LISTED ENTRIES:

════════

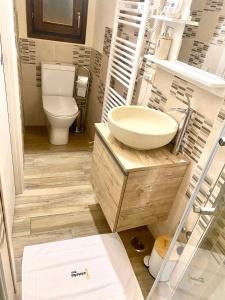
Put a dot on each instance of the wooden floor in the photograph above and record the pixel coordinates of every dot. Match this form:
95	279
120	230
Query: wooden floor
58	201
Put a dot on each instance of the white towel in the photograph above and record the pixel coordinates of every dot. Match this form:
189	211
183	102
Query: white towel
89	268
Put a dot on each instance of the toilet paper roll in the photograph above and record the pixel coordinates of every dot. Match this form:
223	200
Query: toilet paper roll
82	86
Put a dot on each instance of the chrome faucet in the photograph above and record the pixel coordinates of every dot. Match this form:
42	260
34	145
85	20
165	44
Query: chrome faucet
183	126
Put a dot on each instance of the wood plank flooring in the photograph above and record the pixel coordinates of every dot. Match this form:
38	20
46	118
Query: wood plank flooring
58	201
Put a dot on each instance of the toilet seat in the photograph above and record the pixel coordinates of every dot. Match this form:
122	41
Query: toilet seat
59	106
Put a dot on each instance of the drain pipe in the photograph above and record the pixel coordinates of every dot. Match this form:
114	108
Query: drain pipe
220	142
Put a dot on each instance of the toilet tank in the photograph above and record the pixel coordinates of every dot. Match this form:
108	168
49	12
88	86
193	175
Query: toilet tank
57	79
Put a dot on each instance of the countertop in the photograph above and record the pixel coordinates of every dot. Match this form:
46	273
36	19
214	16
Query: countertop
131	160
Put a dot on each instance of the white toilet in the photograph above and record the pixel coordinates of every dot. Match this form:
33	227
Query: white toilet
58	103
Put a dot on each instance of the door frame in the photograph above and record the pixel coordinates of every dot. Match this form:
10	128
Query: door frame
10	61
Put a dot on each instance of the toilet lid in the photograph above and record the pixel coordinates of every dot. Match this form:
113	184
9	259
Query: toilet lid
60	106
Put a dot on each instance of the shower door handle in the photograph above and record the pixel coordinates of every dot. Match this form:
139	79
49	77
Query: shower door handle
204	211
78	20
222	141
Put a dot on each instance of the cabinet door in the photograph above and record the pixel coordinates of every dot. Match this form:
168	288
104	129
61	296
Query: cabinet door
149	196
108	182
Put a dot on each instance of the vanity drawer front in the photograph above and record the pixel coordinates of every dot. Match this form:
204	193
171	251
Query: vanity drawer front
148	197
108	182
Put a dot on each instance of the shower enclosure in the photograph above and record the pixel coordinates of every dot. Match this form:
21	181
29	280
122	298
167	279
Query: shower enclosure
199	273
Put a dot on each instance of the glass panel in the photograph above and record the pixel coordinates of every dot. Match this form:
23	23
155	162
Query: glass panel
58	12
195	269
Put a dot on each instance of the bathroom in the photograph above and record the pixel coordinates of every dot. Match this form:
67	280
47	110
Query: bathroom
103	187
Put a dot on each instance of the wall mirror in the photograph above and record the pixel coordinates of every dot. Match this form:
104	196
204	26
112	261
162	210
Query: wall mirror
60	20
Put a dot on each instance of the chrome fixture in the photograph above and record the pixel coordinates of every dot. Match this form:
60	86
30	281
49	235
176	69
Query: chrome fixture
187	233
183	126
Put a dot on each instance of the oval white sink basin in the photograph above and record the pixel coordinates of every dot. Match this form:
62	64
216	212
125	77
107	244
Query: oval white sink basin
141	127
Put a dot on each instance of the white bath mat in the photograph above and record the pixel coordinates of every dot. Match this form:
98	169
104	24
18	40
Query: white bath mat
89	268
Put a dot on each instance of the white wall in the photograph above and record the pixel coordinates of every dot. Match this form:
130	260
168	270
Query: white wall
104	17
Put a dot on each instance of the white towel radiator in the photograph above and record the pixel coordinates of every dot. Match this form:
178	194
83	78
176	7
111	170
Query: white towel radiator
125	55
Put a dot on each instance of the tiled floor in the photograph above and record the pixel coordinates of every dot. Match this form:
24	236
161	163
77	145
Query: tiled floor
58	202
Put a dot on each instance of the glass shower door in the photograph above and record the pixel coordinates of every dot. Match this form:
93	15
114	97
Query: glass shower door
204	276
199	270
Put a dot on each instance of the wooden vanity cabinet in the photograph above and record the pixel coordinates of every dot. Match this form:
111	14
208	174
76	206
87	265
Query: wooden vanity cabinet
134	188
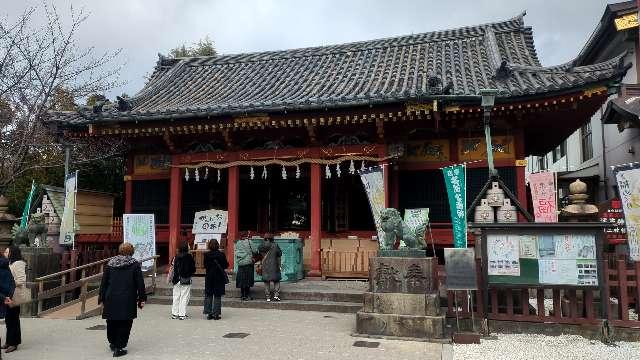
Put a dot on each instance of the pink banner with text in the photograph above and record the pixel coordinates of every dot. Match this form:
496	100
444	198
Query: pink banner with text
543	195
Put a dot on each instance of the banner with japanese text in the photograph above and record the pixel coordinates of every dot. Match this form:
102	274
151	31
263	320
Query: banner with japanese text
140	231
543	196
455	180
373	182
68	222
629	188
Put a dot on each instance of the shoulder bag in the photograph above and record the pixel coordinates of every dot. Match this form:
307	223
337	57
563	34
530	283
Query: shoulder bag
224	273
21	294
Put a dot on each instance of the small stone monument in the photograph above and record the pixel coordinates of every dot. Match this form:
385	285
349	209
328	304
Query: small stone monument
402	301
578	209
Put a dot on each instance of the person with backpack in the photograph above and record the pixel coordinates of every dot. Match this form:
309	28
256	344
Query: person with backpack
183	269
246	257
270	268
215	263
122	292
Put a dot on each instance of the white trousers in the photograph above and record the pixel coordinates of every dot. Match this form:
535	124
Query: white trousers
181	296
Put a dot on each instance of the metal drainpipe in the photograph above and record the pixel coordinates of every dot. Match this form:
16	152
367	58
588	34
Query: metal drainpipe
605	178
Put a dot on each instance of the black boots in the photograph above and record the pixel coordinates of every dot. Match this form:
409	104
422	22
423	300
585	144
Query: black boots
119	352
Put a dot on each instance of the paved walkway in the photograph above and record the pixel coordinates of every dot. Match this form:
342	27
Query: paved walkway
272	335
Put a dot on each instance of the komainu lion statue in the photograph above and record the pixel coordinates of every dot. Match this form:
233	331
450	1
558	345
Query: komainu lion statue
395	228
35	234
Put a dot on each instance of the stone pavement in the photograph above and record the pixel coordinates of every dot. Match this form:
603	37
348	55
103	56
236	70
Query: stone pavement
273	334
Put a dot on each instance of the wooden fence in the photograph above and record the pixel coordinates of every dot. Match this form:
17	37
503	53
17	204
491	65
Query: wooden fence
556	304
346	264
67	290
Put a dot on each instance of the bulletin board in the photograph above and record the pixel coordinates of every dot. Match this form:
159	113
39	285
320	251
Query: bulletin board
543	254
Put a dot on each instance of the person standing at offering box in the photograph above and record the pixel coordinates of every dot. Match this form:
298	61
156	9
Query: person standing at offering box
215	263
271	275
245	258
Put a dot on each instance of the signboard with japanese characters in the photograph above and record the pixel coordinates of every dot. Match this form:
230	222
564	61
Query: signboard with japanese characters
611	213
210	222
542	258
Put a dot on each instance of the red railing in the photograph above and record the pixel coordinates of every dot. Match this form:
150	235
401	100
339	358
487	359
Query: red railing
556	304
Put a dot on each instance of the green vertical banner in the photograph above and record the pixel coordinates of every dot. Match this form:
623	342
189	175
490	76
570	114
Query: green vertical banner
455	180
27	206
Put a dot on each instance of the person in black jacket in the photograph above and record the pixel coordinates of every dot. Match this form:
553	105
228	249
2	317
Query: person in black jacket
215	262
7	286
121	290
183	269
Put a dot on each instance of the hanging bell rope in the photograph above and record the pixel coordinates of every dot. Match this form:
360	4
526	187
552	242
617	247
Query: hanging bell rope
286	162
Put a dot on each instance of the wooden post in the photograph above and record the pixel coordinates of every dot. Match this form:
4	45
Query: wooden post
316	219
395	186
63	281
40	291
83	292
233	208
128	186
623	302
175	208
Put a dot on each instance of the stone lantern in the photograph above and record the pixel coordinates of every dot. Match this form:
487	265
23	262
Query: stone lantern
578	209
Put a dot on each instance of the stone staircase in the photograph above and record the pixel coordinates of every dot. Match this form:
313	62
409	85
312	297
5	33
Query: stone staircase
321	296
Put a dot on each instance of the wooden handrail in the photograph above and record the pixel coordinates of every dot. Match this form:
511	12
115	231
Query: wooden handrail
82	283
63	272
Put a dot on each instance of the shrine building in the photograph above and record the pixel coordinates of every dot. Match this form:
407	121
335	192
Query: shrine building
276	138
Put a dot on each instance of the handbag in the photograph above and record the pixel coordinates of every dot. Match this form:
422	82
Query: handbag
183	280
259	264
170	273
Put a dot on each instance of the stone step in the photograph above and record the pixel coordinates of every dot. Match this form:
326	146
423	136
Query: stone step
289	304
295	295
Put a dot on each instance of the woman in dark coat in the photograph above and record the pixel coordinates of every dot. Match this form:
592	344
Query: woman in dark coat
215	262
183	269
7	286
121	291
271	275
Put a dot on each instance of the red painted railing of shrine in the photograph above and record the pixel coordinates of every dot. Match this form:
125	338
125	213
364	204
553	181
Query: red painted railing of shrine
556	304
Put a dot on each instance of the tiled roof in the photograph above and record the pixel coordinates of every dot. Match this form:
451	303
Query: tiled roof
456	62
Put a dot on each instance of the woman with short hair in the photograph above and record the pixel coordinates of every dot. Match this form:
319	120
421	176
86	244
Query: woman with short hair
122	291
21	295
183	269
215	263
245	255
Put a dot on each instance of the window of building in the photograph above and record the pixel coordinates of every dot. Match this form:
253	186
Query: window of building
542	163
587	144
560	151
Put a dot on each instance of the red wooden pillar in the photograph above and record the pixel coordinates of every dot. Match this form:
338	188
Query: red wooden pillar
395	186
316	219
233	208
175	208
128	186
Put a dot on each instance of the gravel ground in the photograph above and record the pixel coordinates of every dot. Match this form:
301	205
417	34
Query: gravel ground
565	347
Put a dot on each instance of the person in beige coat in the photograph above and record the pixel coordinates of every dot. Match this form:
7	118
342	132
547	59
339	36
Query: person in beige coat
20	296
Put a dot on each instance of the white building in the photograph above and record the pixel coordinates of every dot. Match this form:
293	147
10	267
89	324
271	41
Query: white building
590	151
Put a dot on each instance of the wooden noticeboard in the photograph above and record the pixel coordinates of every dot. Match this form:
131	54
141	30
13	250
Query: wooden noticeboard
542	254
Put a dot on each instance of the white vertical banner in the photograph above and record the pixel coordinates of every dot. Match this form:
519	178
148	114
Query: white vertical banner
373	182
629	188
140	231
68	222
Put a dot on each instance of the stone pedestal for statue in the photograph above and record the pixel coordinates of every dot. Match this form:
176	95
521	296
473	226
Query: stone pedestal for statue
6	223
402	301
40	261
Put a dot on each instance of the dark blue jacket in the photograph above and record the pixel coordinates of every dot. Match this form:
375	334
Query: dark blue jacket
7	285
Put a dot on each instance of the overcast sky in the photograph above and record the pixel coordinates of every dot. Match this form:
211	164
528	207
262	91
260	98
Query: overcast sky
142	28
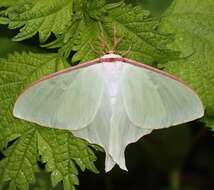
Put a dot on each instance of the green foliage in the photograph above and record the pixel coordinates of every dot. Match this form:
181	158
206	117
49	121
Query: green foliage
193	21
59	149
40	16
186	27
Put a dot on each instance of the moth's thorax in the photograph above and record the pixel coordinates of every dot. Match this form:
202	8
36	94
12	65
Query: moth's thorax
112	72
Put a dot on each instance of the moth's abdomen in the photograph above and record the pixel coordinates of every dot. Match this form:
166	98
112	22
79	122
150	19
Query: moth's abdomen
112	75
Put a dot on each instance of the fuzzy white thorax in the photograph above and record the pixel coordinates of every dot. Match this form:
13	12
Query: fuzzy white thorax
112	73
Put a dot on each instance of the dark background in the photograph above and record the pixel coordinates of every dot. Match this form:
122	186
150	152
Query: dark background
178	158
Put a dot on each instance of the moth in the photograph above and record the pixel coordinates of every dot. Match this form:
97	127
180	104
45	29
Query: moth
111	101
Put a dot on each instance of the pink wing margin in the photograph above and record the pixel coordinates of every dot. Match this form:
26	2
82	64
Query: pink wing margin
108	60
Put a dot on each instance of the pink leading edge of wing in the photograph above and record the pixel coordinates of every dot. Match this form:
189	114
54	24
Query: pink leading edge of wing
109	60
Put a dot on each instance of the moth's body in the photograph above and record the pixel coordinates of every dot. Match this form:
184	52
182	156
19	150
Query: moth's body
112	73
110	101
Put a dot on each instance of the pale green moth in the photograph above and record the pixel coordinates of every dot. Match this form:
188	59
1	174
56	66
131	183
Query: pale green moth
110	101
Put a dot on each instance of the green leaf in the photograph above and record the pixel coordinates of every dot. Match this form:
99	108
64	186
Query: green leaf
59	149
15	73
40	16
134	24
7	3
21	162
192	21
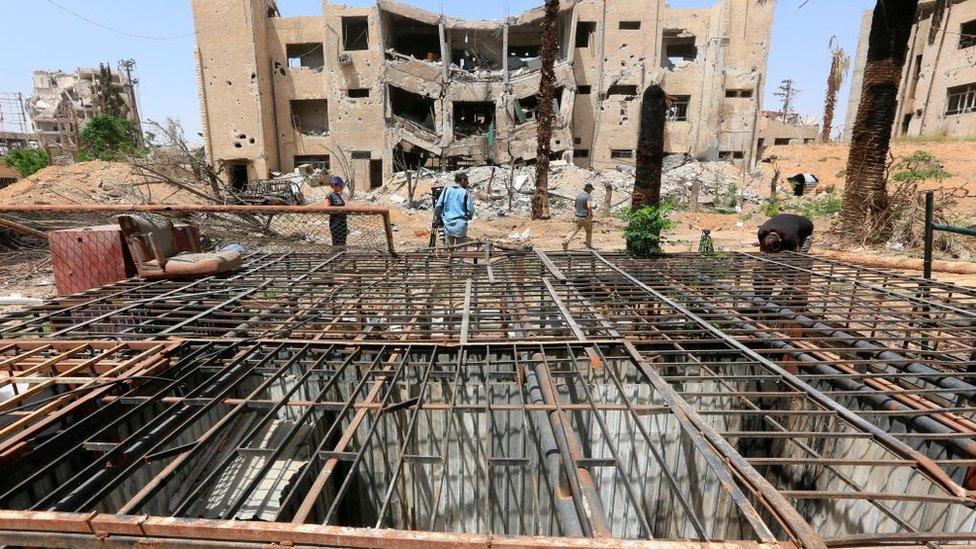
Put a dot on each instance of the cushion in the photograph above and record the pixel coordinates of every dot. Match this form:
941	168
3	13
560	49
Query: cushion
157	228
193	264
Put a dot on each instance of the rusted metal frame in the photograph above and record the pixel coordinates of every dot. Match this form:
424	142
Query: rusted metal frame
55	442
466	312
878	397
385	401
930	469
322	477
567	316
793	436
39	384
441	484
720	455
407	436
914	299
124	308
605	431
586	499
549	265
258	477
15	434
103	528
187	499
150	447
237	297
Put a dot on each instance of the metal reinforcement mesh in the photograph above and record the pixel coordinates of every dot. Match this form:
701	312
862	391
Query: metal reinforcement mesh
494	398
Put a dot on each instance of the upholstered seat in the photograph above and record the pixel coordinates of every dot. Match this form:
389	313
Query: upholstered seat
153	246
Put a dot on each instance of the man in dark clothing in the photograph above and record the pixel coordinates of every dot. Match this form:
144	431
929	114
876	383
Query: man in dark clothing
786	232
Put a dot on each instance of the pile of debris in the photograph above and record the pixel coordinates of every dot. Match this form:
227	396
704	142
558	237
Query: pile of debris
499	192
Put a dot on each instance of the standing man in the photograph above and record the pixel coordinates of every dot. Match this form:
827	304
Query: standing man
455	207
584	217
786	232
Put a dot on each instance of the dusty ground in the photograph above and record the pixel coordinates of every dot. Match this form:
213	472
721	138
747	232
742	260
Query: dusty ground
829	162
98	182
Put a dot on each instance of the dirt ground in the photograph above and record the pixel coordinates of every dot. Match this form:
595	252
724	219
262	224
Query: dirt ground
29	275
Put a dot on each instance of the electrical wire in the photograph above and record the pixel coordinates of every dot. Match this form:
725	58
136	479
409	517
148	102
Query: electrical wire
117	31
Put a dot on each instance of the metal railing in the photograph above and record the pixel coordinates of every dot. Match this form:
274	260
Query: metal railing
931	226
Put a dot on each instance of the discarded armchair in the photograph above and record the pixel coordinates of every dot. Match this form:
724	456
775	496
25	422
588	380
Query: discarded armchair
153	244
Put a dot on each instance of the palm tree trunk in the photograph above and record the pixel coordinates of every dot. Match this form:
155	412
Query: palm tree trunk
650	149
830	101
540	200
865	193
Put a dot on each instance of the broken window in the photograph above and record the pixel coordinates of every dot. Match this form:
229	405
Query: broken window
411	38
310	55
237	174
310	116
478	49
738	93
316	161
526	109
961	99
412	107
473	117
622	89
678	108
524	47
355	33
584	32
677	47
967	34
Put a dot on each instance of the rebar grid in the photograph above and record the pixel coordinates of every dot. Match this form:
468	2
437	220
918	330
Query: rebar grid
730	396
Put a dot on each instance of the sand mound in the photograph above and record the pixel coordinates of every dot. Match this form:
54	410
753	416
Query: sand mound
94	182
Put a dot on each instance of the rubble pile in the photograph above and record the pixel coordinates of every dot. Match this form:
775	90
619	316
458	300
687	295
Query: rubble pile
492	186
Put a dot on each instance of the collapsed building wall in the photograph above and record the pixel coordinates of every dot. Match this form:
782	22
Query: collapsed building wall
395	83
937	94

════════

OBJECTIVE: Output only the lines running from the line with "Put a dot on each instance of the metal railing" through the final line of the data, inclusive.

FINAL RESULT:
Put a dot on each instance of the metal railing in the photograph above and record the pixel coordinates of every dot. Match this form:
274	260
Query: metal railing
931	226
Put a dot on each instance of the discarded armchair in the photograph above and record the pixel coordinates of every dot. Match this form:
724	456
775	496
25	422
588	380
Query: discarded armchair
153	244
Put a dot on each instance of the palm tree trunk in the photograph above and record the pixel coordinates of every dot. Match this form:
155	412
Query: palm tree trunk
650	149
830	101
540	200
865	193
Put a dot on each instance of the broken window in the photograph above and record the pixel coordinates of every dot. Match this form:
229	405
Query: broken window
411	38
310	55
237	174
310	116
478	49
738	93
316	161
526	109
961	99
412	107
473	117
622	89
678	108
524	47
355	33
584	32
677	47
967	34
Put a dot on each instance of the rebar grid in the photograph above and record the pixel coordinates of every dot. Match this form:
468	2
437	220
918	330
Query: rebar grid
730	396
Put a dot on each instance of the sand mound in the photograph above and record the pixel coordinates of every dot. Match this form:
54	410
753	416
Query: sand mound
94	182
Put a dot on each instance of the rubble pile in the photograph above and record the pixel coordinates of every dot. Match this form:
775	90
619	316
458	300
687	295
Query: rubble pile
492	186
Put a dot on each instance of the collapsed building wall in the photograph above and record the pixel coordinates of every dot. Match this form:
782	22
Query: collapsed building wall
395	83
937	94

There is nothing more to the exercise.